— start of Records supplied —

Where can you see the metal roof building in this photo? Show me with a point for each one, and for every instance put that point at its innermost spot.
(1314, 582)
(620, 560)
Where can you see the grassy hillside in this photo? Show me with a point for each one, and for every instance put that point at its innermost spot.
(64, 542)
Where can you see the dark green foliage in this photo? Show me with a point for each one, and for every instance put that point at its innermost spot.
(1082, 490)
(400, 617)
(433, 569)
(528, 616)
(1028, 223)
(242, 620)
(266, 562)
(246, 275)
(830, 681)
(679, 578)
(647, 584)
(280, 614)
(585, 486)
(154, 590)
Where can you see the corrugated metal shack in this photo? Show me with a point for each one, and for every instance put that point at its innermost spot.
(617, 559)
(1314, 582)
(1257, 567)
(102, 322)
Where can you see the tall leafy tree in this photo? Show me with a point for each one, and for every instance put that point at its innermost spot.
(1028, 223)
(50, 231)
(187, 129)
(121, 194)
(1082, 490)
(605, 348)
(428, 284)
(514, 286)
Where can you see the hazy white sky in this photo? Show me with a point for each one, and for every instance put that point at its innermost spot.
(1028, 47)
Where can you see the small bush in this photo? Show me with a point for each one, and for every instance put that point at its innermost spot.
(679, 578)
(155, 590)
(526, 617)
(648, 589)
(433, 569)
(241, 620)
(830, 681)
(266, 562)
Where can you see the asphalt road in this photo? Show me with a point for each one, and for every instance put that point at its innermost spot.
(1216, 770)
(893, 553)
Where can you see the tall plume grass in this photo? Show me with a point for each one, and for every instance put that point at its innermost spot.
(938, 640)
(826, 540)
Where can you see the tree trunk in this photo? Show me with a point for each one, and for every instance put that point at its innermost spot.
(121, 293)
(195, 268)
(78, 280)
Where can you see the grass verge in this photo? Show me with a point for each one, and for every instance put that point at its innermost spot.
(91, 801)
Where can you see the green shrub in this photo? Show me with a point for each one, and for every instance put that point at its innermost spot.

— end of Records supplied —

What you should do >>
Extract each line of the listing above, copying it word for word.

Answer to the exercise >>
Where can you see the metal roof building in this photo? Show me with a point for each one, and for every instance put that point at its innermost spot.
(1314, 582)
(620, 560)
Where can you see the grassy hillside in this photo? Show me with a point for each one, and for every instance put that point at its innermost spot.
(64, 542)
Where can you see the dark green foliage in this photo? Show me with a point for each one, and for every instance put that point at its innermost spot.
(1082, 490)
(400, 617)
(433, 569)
(528, 616)
(1028, 223)
(242, 620)
(266, 562)
(246, 275)
(830, 681)
(679, 578)
(647, 584)
(280, 614)
(585, 486)
(154, 590)
Where can you see the corrugated metal shack in this photo? Show me with a point for each one, and for every instance put that point at its innermost spot.
(617, 559)
(1314, 582)
(1257, 567)
(102, 322)
Where can you see the tall leafy tree in this photo? Show me with a point for each one, and for every instance put that point at its innermost spot.
(1028, 223)
(50, 231)
(187, 129)
(121, 194)
(1082, 490)
(605, 348)
(428, 284)
(514, 286)
Where can you see the hazy white sky in this photo? Show me with a point for each one, and for every instance put that point at its innermost spot.
(1028, 47)
Where can you see the small bush in this photo? Show me with a point for each one, and for every instance put that point at its innermost spot.
(679, 578)
(155, 590)
(526, 617)
(648, 589)
(433, 569)
(241, 620)
(830, 681)
(266, 562)
Where can you see the asphalt road in this photo? Show me with a point for each one, and for every instance put that point at its innermost spot.
(1216, 770)
(893, 553)
Where can you see the tall plume grass in this photo? Show me with a point for each one, and for every instance put that point at its innermost spot.
(938, 640)
(826, 540)
Where can you see the tree trunk in this photo? Show me with a point for each one, and for every instance put that point at its innermost spot.
(121, 293)
(195, 268)
(78, 280)
Where can you see the grass verge in this photo? Show me with a point for each one, and for every instance put that point at its innermost spot.
(91, 801)
Where can you see the green shrub in this photo? Show me with a point for each one, and for every instance put that point at its innermost spot.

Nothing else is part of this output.